### Activity
Would you copy the full listing that follows without changing a thing?

Data for the task START

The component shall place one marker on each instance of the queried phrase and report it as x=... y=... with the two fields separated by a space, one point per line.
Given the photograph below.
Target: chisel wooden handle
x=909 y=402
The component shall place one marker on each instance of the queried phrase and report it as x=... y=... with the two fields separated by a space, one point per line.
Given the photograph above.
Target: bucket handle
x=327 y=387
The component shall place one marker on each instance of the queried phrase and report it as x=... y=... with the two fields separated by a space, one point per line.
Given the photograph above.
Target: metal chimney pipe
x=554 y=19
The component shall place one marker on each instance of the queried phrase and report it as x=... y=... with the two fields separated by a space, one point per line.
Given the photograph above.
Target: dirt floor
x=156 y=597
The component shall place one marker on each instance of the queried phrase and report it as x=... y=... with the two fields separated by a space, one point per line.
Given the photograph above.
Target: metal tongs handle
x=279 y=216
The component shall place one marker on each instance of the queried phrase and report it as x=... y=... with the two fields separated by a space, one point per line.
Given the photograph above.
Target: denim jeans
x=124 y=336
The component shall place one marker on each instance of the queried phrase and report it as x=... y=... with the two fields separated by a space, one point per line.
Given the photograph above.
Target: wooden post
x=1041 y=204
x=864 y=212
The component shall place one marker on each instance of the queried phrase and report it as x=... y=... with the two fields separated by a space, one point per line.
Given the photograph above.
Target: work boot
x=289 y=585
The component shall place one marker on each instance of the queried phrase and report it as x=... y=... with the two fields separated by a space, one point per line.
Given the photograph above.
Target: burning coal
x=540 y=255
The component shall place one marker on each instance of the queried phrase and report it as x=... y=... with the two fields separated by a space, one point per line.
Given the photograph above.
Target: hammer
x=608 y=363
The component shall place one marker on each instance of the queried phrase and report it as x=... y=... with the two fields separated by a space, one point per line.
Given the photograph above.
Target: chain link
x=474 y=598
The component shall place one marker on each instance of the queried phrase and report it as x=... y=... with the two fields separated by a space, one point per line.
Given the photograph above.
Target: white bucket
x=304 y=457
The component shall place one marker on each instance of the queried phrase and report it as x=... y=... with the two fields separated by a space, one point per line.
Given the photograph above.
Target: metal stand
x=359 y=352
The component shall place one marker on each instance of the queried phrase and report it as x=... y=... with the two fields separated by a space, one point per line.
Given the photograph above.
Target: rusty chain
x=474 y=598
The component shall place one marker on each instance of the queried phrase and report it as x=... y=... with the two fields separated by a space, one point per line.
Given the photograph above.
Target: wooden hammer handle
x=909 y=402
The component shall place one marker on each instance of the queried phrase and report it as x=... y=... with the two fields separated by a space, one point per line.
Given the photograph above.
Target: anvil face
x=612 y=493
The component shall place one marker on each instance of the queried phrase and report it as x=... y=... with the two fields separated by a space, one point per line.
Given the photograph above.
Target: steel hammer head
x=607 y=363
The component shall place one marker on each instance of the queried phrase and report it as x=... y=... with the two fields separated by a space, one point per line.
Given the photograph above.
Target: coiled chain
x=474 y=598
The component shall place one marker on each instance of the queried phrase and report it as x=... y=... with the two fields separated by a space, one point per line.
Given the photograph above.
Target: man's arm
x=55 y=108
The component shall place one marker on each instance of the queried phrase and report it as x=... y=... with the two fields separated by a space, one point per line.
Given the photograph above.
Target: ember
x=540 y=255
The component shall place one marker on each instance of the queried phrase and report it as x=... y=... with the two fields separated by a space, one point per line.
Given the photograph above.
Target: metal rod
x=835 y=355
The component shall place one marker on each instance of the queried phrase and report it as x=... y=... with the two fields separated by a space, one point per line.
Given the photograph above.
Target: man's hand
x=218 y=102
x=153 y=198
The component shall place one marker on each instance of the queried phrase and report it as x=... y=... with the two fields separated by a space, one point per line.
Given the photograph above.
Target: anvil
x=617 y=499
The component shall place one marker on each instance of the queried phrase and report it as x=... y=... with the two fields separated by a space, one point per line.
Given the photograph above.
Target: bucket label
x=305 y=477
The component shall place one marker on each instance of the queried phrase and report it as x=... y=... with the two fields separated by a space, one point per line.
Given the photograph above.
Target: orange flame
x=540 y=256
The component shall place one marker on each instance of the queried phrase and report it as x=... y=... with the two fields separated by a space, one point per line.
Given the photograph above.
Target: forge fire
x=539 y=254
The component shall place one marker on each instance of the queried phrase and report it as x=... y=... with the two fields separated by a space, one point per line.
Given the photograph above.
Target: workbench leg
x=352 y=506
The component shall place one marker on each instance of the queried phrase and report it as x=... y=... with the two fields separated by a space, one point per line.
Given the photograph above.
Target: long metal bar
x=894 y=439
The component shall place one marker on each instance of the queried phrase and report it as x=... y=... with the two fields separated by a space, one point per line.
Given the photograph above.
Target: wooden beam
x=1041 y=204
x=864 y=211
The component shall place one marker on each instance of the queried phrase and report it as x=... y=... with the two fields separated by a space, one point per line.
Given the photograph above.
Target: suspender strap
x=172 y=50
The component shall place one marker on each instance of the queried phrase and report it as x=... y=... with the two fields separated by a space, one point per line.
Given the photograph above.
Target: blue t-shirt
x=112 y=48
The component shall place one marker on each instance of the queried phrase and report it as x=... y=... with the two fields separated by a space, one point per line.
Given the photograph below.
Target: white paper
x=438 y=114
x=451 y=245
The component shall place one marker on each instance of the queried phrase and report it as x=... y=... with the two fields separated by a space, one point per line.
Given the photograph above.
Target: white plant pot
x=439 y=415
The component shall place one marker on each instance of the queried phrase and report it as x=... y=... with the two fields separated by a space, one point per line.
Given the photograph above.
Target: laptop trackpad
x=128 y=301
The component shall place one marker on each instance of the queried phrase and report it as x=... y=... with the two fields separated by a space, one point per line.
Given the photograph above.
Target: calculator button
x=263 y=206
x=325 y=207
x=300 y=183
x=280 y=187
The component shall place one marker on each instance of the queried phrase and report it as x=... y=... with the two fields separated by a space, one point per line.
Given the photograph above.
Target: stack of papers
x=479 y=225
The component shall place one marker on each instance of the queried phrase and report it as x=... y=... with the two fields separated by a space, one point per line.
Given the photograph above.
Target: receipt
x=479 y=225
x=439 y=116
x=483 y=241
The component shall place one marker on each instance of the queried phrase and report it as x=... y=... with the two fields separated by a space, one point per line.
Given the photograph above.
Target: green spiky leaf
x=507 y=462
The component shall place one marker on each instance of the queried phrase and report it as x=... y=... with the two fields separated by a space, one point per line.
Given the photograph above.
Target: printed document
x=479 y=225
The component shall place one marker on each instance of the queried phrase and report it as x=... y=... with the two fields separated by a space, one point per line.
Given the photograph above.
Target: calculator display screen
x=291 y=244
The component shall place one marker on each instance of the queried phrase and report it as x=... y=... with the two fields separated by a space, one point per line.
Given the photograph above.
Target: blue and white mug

Data for the task END

### Response to the exercise
The component shall place one marker on each instance of the queried phrase and report it as x=... y=... with the two fields separated by a space, one point per line.
Given the photograph below.
Target: chisel wooden handle
x=909 y=402
The component shall place one marker on each instance of the queried phrase and report it as x=... y=... with the two fields separated by a space, one point per line.
Given the photograph above.
Target: bucket handle
x=327 y=387
The component shall place one marker on each instance of the queried phrase and report it as x=... y=... with the two fields separated by a space, one point per line.
Given the photograph above.
Target: metal chimney pipe
x=554 y=19
The component shall place one marker on each instance of the queried phrase and report it as x=... y=... with the two fields separated by a space, one point per line.
Given the photograph above.
Target: dirt floor
x=156 y=597
The component shall place one marker on each instance of the queried phrase and report it as x=... y=... with the two fields separated by a space, one point per line.
Given the photograph above.
Target: metal tongs handle
x=279 y=216
The component shall place one marker on each instance of the queried phrase and report it as x=... y=... with the two fields separated by a space, one point per line.
Given the photograph above.
Target: denim jeans
x=124 y=336
The component shall place one marker on each instance of the queried phrase and report it as x=... y=... with the two fields separated by a space, one point per line.
Given the photograph above.
Target: wooden post
x=1041 y=204
x=864 y=212
The component shall place one marker on each instance of the queried phrase and report it as x=... y=... with the two fields separated by a space, one point per line.
Given the photograph above.
Target: work boot
x=289 y=585
The component shall place one marker on each instance of the queried phrase and report it as x=... y=... with the two fields separated by a space, one point per line.
Given the photograph above.
Target: burning coal
x=540 y=255
The component shall place one marker on each instance of the queried phrase and report it as x=... y=... with the two fields separated by a space, one point per line.
Given the photograph above.
Target: hammer
x=608 y=363
The component shall place one marker on each instance of the queried phrase and report it as x=... y=... with the two fields separated by a space, one point per line.
Given the photograph above.
Target: chain link
x=474 y=598
The component shall place one marker on each instance of the queried phrase and report it as x=... y=... with the two fields separated by a space, one point per line.
Given the photograph above.
Target: white bucket
x=304 y=457
The component shall place one marker on each instance of the queried phrase and report it as x=... y=... with the two fields separated by a space, one point per line.
Given the photograph above.
Target: metal stand
x=359 y=352
The component shall place one marker on each instance of the queried phrase and report it as x=... y=... with the two fields separated by a space, one point per line.
Given the photograph above.
Target: rusty chain
x=474 y=598
The component shall place one marker on each instance of the queried phrase and report it as x=... y=... with the two fields separated by a space, one point per line.
Given the photograph above.
Target: wooden hammer handle
x=909 y=402
The component shall place one marker on each instance of the queried phrase and report it as x=... y=... with the two fields separated by a space, one point per line.
Given the photograph above.
Target: anvil face
x=612 y=493
The component shall place one marker on each instance of the queried phrase and report it as x=... y=... with the two fields separated by a space, one point per line.
Given the photograph above.
Target: steel hammer head
x=607 y=363
The component shall place one marker on each instance of the queried phrase and report it as x=... y=... with the two fields separated by a space, one point per line.
Given the photograph above.
Target: coiled chain
x=474 y=598
The component shall place one marker on each instance of the queried phrase and report it as x=... y=... with the two fields separated by a space, one point per line.
Given the photograph above.
Target: man's arm
x=55 y=108
The component shall place one marker on each instance of the queried phrase and report it as x=... y=... with the two fields separated by a space, one point per line.
Given the photograph above.
Target: ember
x=540 y=255
The component shall place one marker on each instance of the queried phrase and report it as x=... y=... with the two fields separated by a space, one point per line.
Given the photograph above.
Target: metal rod
x=835 y=355
The component shall place one marker on each instance of the queried phrase and report it as x=... y=... with the two fields separated by a space, one point per line.
Given the photograph above.
Target: man's hand
x=218 y=102
x=153 y=198
The component shall place one marker on each instance of the queried phrase and report it as x=... y=... with the two fields separated by a space, one point per line.
Given the photograph above.
Target: anvil
x=617 y=499
The component shall place one marker on each instance of the queried phrase and report it as x=... y=... with the two fields separated by a space, one point per line.
Given the photograph above.
Target: bucket label
x=305 y=477
The component shall place one marker on each instance of the queried phrase and report it as x=... y=... with the two fields separated by a space, one point per line.
Given the photograph above.
Target: orange flame
x=540 y=256
The component shall place one marker on each instance of the queried phrase and report it as x=... y=... with the two fields separated by a space, one point per line.
Given the photograph above.
Target: forge fire
x=539 y=254
The component shall place one marker on each instance of the queried phrase and report it as x=... y=... with the two fields separated by a space, one point per line.
Given the photograph above.
Target: workbench leg
x=352 y=506
The component shall place one marker on each instance of the queried phrase and report it as x=... y=... with the two fields separated by a space, one point per line.
Given the photograph above.
Target: long metal bar
x=894 y=439
The component shall place one marker on each instance of the queried phrase and report it as x=... y=... with the two fields separated by a space, one point per line.
Given the photograph above.
Target: wooden beam
x=1041 y=204
x=864 y=211
The component shall place one marker on each instance of the queried phrase and report it as x=... y=... with the two fields separated by a space, one point per line.
Given the photograph above.
Target: suspender strap
x=172 y=50
The component shall place one marker on each instance of the queried phrase and report it as x=... y=... with the two fields separated by a space, one point per line.
Given the photograph above.
Target: blue t-shirt
x=112 y=48
The component shall place one marker on each instance of the queried phrase and report it as x=... y=... with the two fields separated by a space, one point per line.
Given the photograph below.
Target: white paper
x=438 y=114
x=451 y=245
The component shall place one marker on each instance of the queried phrase and report it as x=... y=... with the two fields separated by a space, one point per line.
Given the photograph above.
Target: white plant pot
x=439 y=415
The component shall place one marker on each instance of the queried phrase and report it as x=... y=... with the two fields separated by a space, one point per line.
Given the photograph above.
Target: laptop trackpad
x=128 y=301
The component shall place one marker on each instance of the queried phrase and report it as x=... y=... with the two fields separated by a space, one point per line.
Given the photograph above.
Target: calculator button
x=263 y=206
x=325 y=207
x=300 y=183
x=280 y=187
The component shall place one marker on each instance of the queried phrase and report it as x=... y=... with the two fields separated by a space, one point per line.
Given the photograph above.
Target: stack of papers
x=479 y=225
The component shall place one marker on each instance of the queried phrase and report it as x=... y=... with the two fields separated by a space, one point per line.
Given the photograph above.
Target: receipt
x=479 y=225
x=439 y=116
x=483 y=241
The component shall place one marker on each instance of the queried phrase and report it as x=... y=... with the two fields separated by a space, one point per line.
Given the photograph above.
Target: green spiky leaf
x=507 y=462
The component shall place one marker on each instance of the queried phrase and report it as x=... y=... with the two fields separated by a space, one point per line.
Given the photograph above.
Target: printed document
x=479 y=225
The component shall place one marker on each instance of the queried phrase and report it as x=... y=... with the two fields separated by a space, one point per line.
Given the photograph above.
Target: calculator display screen
x=291 y=244
The component shall place one marker on each instance of the queried phrase and report it as x=... y=... with the two fields separated by a space, one point per line.
Given the photograph above.
Target: blue and white mug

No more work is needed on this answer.